EXERCISE DIRECTIONS
Convert these records into a two-column CSV with the headers "prompt" and "reply", giving one row per record. Put each record's text and its answer in their own quoted field, and replace every line break with a space.

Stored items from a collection
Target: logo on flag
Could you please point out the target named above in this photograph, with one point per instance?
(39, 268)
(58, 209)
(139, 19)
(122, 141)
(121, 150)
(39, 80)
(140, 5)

SOLUTION TO THIS EXERCISE
prompt,reply
"Target: logo on flag Could you please point out the target named above in this photograph, with one point per instance?","(39, 268) (58, 209) (139, 19) (122, 141) (121, 150) (39, 80) (140, 5)"